• _WORK ITEM_: Each line of the data below must be reproduced without any change.

• _SOURCE MATERIAL_:
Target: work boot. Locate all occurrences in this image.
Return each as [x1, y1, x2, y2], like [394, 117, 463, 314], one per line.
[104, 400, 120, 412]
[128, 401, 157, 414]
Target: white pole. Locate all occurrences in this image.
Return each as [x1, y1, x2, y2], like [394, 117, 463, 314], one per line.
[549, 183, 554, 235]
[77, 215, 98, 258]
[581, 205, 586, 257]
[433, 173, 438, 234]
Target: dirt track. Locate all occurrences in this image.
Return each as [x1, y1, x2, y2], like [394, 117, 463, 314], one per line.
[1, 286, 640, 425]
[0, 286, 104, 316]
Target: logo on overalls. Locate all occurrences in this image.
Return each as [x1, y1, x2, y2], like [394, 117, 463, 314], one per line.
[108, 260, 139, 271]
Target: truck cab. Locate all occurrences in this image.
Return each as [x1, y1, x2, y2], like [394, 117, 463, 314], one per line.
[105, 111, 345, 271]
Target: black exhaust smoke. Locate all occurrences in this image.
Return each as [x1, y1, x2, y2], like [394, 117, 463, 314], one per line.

• _RESULT FOR THIS EXERCISE_:
Target: work boot. Locate all occurrences in this image.
Return each as [x1, y1, x2, y2], like [394, 117, 463, 314], one per line.
[104, 400, 120, 412]
[128, 401, 157, 414]
Target: white pole. Locate all occurrences in this image.
Return each as [x1, y1, x2, y2], like [394, 117, 463, 314], one per line.
[549, 183, 554, 235]
[77, 215, 98, 258]
[581, 205, 586, 257]
[433, 173, 438, 234]
Target: dirt track. Locate all occurrences in this image.
Return each as [x1, y1, x2, y2], like [394, 117, 463, 314], one per line.
[1, 286, 640, 425]
[0, 286, 104, 316]
Target: logo on overalls. Locate all occurrences in this image.
Return each as [x1, y1, x2, y2], like [394, 117, 463, 314], one per line.
[108, 260, 139, 271]
Target: truck cab. Locate all occurrences in this image.
Return each as [x1, y1, x2, y2], like [394, 117, 463, 314], one per line.
[105, 111, 345, 271]
Target: black exhaust smoke. Locate all occurrences in this image.
Return each as [x1, y1, x2, y2], like [394, 117, 463, 314], one per line.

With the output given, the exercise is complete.